Selection ::
+ + + + + + +

Why your cold emails are reported as spam (10 reasons and fixes for suspensions)
Top reasons why your cold emails are reported as spam, including 10 reasons and fixes for blocked emails to help your outbound campaigns.
Sending cold emails is the highest risk form of email communication when considering the likelihood of the recipient becoming annoyed and reporting your message inside their email interface.
In fact, industry standards set by ISPs (like Google) show that anything higher than a 0.1% report rate is considered high. Therefore, if more than 1 in every thousand emails you send are reported, you’ll be viewed as having a high spam report rate.
Therefore, adapting your cold email strategy to minimize this as much as possible is essential to a sustainable go-to-market strategy and healthy deliverability company-wide. In this post we’ll outline:
It’s important to be clear; a manual spam report is when one of your prospects uses the built-in functionality of their email provider to report your email as spam at an ISP level. This lets the email provider know they deemed your message to be spam and want all future messages from you to be considered as spam.
Many email marketers confuse manual spam reports with unsubscribes where someone clicks your unsubscribe link. This is a visual representation of a manual spam report inside the G Suite interface:
Why do reports hurt your cold email campaigns?
Email providers, like Google on G Suite and Microsoft for O365, use reports as key signals to limit malicious and nuisance emails from impacting their user base. Therefore, they monitor these rates closely across your email account and domain to either limit the impact of high-risk senders on their user base or completely halt sending activity.
Having someone use the unsubscribe button you add to your emails is far better than when they resort to the report button above. This is because the report button will mean the percentage of your emails that land in other prospects' spam folders increases, and in cases where your report rate is considerably above average, your email account will be suspended by the ISP.
10 causes of spam reports on your cold emails (and how to decrease report rate):
In a cold email campaign, it’s common for template guides to advise that you follow-up very frequently (in some cases, only after 2 days since the prior email) to maximise response rate. The issue with this is that aggressive follow-up is likely to annoy prospects nowadays and mean they’ll hit the manual report button.
This is especially likely to occur when you're primarily targeting SMBs with your cold outreach, as they are likely to receive generally lower volumes of emails - which means your prompt follow-ups stand out for the wrong reasons!
Therefore, when you’re running into issues with manual spam reports, we’d advise initially doubling the time-line of gaps between your follow-ups emails and/or cutting the lowest performing email from your sequence, then proceeding to segment your prospects based on the size of the business they work at, so you can apply more generous gaps for SMB prospects compared to Mid-Market and Enterprise accounts - like the conservative example below:
SMB prospects = 2-4 total emails in sequence with 5 to 8 total touch points. With the entire sequence spread over 30 days.

+ + + + + + +

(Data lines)

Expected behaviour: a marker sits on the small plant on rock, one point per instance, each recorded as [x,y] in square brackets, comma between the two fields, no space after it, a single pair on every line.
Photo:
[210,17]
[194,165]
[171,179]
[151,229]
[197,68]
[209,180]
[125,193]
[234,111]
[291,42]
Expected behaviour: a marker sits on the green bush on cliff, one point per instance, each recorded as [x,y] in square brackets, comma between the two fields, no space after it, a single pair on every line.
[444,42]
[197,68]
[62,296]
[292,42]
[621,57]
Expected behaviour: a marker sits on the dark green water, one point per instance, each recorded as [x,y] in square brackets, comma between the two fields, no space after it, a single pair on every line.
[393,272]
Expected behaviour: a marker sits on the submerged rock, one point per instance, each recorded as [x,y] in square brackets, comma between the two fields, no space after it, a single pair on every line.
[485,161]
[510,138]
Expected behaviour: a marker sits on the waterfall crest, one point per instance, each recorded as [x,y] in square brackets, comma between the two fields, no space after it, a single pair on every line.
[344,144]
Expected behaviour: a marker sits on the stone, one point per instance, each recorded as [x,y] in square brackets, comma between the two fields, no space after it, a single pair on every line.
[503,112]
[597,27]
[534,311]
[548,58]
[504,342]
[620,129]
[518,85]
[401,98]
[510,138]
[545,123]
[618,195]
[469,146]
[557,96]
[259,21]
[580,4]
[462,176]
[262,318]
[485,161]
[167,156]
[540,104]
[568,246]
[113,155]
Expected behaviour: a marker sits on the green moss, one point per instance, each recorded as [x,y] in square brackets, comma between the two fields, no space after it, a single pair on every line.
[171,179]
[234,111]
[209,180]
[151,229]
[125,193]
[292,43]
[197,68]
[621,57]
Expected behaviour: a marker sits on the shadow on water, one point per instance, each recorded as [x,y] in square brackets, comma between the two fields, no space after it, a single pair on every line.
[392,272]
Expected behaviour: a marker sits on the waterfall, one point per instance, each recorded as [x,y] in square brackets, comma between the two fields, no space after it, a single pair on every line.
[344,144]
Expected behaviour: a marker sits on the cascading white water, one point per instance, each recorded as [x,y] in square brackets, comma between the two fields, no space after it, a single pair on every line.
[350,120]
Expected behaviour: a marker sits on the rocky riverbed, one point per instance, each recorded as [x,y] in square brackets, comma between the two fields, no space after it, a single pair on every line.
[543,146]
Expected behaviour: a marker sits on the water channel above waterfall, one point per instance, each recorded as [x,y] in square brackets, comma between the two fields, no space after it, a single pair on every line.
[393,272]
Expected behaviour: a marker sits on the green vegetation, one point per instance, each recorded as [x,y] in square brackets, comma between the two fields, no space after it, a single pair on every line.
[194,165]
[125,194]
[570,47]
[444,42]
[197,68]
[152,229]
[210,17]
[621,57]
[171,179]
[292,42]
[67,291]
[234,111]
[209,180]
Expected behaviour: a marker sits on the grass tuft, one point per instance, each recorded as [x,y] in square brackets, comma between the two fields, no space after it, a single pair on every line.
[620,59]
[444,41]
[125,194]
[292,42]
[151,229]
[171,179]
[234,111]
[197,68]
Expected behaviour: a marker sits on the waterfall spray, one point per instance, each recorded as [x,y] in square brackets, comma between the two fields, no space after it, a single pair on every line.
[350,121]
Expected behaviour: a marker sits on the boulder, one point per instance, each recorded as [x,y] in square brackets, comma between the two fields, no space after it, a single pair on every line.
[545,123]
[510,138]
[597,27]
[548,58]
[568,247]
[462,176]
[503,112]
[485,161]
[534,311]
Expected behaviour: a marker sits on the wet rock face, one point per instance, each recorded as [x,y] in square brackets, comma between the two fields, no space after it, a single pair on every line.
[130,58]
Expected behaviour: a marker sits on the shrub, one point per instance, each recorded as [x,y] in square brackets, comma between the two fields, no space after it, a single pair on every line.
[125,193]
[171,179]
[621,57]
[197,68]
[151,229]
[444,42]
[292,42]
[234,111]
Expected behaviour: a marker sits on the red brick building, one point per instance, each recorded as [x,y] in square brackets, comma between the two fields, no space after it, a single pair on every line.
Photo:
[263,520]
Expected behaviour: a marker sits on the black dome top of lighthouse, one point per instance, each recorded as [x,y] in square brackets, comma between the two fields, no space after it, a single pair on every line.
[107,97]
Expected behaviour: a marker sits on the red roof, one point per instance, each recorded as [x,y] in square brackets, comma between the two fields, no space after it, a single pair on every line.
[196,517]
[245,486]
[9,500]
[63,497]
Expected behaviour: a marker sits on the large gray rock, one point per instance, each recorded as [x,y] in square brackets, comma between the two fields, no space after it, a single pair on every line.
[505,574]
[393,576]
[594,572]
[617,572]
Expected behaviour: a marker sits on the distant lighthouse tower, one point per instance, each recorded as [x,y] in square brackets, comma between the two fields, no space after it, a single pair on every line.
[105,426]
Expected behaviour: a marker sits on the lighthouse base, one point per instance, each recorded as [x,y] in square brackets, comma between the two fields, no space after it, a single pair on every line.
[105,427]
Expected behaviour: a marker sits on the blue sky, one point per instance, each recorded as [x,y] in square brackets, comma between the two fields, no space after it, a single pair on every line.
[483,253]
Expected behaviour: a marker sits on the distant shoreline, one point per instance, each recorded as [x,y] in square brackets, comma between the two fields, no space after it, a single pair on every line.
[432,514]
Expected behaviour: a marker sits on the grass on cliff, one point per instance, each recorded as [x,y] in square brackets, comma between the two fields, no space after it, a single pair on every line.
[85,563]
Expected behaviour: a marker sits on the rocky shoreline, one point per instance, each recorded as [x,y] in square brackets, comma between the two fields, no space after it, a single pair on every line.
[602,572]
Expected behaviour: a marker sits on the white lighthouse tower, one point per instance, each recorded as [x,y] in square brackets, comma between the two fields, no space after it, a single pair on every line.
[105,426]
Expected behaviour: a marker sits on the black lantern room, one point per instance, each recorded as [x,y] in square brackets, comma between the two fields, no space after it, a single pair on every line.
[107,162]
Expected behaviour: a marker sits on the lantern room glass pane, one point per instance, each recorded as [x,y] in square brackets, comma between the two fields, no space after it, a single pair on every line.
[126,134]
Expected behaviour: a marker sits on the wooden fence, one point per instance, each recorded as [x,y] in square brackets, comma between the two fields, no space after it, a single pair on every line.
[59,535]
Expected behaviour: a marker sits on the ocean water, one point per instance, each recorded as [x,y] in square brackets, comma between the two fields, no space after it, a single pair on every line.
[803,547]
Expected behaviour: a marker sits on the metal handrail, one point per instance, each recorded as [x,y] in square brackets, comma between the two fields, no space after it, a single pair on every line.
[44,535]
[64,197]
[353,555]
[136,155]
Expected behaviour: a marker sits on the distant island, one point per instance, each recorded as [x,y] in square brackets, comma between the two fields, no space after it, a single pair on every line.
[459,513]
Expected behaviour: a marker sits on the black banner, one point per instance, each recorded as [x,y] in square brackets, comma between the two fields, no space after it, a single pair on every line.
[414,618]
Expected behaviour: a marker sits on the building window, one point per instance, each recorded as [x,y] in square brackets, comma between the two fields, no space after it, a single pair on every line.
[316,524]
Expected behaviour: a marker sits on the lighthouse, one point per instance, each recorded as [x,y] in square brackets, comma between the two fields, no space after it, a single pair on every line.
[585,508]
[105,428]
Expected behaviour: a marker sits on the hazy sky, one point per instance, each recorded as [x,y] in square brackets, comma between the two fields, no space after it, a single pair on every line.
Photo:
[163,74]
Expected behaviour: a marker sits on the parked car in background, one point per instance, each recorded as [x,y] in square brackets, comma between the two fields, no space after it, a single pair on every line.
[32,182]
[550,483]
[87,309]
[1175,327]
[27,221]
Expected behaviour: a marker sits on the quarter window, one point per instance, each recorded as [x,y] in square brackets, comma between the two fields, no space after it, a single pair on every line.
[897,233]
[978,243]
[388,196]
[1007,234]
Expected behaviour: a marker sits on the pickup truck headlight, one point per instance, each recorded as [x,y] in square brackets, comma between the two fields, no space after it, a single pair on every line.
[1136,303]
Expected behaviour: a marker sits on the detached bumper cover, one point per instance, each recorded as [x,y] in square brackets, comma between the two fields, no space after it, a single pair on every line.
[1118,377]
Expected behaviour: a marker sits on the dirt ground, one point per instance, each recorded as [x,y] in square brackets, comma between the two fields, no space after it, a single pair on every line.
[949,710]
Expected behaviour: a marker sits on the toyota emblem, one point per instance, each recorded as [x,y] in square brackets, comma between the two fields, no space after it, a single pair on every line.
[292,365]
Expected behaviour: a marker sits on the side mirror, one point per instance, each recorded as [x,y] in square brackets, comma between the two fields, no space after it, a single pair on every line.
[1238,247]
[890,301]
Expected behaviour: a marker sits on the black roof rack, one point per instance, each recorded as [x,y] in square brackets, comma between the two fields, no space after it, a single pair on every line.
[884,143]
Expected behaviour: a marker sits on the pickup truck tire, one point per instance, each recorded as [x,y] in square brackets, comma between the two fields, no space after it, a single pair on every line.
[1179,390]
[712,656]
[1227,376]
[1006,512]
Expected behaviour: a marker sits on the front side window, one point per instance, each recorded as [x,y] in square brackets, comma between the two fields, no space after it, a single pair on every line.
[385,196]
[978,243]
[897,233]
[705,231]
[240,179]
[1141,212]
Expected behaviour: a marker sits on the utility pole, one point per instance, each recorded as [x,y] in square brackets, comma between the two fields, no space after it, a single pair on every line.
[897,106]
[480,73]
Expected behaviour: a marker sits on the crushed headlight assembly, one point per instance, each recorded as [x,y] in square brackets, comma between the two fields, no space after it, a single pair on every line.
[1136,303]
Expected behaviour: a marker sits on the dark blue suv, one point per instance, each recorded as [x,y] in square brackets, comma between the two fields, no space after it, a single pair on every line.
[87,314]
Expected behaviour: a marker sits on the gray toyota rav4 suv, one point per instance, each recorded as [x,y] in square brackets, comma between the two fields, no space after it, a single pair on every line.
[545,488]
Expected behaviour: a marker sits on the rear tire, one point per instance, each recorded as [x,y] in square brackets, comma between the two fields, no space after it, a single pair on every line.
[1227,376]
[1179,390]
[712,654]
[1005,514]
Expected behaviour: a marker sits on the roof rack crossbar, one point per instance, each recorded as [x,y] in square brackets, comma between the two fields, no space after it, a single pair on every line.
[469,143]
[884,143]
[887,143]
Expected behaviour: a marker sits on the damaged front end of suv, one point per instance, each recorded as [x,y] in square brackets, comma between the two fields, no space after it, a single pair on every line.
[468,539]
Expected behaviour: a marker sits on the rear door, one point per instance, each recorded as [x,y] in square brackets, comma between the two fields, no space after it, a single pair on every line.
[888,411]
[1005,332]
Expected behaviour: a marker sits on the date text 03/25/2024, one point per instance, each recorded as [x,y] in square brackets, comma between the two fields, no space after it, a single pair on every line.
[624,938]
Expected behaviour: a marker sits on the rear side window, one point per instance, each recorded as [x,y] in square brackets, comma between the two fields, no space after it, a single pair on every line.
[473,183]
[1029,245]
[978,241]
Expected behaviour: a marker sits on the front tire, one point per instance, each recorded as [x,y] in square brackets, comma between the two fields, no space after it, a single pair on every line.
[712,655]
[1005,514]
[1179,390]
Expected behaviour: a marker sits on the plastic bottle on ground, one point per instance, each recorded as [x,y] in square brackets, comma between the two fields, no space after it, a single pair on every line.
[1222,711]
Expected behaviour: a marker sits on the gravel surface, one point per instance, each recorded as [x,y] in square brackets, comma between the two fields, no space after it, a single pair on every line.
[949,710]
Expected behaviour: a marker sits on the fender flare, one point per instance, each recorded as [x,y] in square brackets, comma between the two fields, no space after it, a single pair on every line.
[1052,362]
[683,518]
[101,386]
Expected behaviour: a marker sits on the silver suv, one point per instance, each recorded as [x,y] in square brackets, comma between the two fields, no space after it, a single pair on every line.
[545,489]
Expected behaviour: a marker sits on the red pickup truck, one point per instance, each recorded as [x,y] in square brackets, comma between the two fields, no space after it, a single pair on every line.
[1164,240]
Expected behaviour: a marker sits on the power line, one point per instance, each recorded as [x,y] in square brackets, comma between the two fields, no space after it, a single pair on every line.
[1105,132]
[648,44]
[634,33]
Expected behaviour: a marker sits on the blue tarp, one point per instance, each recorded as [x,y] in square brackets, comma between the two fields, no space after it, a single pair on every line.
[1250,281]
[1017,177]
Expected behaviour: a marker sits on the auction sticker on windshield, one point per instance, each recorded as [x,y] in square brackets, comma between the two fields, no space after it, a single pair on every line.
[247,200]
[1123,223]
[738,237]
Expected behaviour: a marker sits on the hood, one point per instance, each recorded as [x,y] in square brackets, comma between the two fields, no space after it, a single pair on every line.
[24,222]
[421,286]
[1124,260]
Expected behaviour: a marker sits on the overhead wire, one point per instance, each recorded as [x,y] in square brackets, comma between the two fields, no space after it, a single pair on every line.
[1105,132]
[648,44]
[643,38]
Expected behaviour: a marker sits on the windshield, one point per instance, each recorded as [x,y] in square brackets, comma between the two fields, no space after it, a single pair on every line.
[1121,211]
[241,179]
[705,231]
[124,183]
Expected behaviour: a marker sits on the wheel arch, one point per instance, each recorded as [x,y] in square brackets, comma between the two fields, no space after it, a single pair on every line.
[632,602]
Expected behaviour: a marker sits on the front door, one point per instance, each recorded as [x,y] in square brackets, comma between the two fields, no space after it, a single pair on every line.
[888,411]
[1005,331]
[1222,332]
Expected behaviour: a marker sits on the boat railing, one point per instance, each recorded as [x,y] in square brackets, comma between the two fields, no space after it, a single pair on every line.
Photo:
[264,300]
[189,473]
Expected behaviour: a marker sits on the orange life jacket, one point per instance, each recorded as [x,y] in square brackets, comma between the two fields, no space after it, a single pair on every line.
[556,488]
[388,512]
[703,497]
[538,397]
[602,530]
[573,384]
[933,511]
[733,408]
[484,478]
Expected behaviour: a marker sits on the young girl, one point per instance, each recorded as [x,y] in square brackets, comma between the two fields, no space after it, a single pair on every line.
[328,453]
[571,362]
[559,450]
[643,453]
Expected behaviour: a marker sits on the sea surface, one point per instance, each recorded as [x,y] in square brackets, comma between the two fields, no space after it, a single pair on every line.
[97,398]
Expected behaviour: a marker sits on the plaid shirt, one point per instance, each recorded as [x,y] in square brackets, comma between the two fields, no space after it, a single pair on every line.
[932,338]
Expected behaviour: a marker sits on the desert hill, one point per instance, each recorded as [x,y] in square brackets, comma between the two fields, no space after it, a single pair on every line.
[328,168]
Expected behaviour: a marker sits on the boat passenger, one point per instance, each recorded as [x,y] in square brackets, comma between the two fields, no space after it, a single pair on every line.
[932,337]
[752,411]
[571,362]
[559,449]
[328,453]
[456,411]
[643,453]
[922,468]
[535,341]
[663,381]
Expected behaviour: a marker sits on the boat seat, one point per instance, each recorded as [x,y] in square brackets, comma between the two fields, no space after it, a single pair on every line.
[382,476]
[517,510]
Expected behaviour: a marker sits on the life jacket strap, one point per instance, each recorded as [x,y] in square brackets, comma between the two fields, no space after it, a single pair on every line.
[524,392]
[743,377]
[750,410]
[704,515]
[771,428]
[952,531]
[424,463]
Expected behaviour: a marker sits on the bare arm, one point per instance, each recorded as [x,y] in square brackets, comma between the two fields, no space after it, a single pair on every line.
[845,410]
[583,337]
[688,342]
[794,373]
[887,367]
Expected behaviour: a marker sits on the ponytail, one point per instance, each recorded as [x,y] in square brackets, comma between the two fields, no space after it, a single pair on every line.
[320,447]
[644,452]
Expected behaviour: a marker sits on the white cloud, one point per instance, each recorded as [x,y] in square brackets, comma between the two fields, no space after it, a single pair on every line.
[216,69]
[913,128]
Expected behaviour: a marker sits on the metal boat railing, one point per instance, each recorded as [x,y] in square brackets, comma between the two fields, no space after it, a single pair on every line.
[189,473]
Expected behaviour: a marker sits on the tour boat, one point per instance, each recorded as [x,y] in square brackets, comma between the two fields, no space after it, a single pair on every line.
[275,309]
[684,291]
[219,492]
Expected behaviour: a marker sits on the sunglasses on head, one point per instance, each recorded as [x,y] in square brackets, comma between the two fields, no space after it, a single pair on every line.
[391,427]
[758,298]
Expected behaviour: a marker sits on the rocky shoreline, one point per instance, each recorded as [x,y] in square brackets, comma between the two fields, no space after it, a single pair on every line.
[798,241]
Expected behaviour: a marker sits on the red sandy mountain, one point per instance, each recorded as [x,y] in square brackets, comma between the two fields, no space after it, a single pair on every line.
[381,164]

+ + + + + + +

What you should do :: Resume the article on why cold emails get reported as spam, picking up right after its final sentence. The data has no connection to the article on cold emails reported as spam.

Answer to the problem ::
Mid-Market prospects = 3-6 total emails in sequence with 5 to 8 total touch points. With the entire sequence spread over 30-60 days.
Enterprise prospects = 5-9 total emails in sequence with 10 to 18 total touch points. With the entire sequence spread over 30-60 days.
The key principle behind this structured approach is to provide some general guidelines on how aggressive most companies can get away with their prospecting sequence being. If your specific niche is highly competitive you may need to adjust your own structure to be shorter than the above in terms of total email steps.
Misleading subject lines are one of the most common flaws in cold emails which will annoy prospects to the degree that they report your email. However, something being ‘misleading’ is subjective - and to maximise engagement you won’t want to make it blatantly obvious your emails are a sales pitch.
Therefore, as a general rule, if you’re running into report issues, you should update your subject lines across the sequence and aim for the body of text in the email to include the same keywords as the subject line has included. This is a forcing function to make the subject line have notable relevance to the email content.
To avoid missteps, it’s important to keep in mind that subject lines which are more commonly deemed to be misleading will have the following traits:
No correlation between the keywords in the subject and the email body.
Keywords which indicate false urgency (for example, ‘action required’).
Giving the false impression your email is an enquiry about the prospects services.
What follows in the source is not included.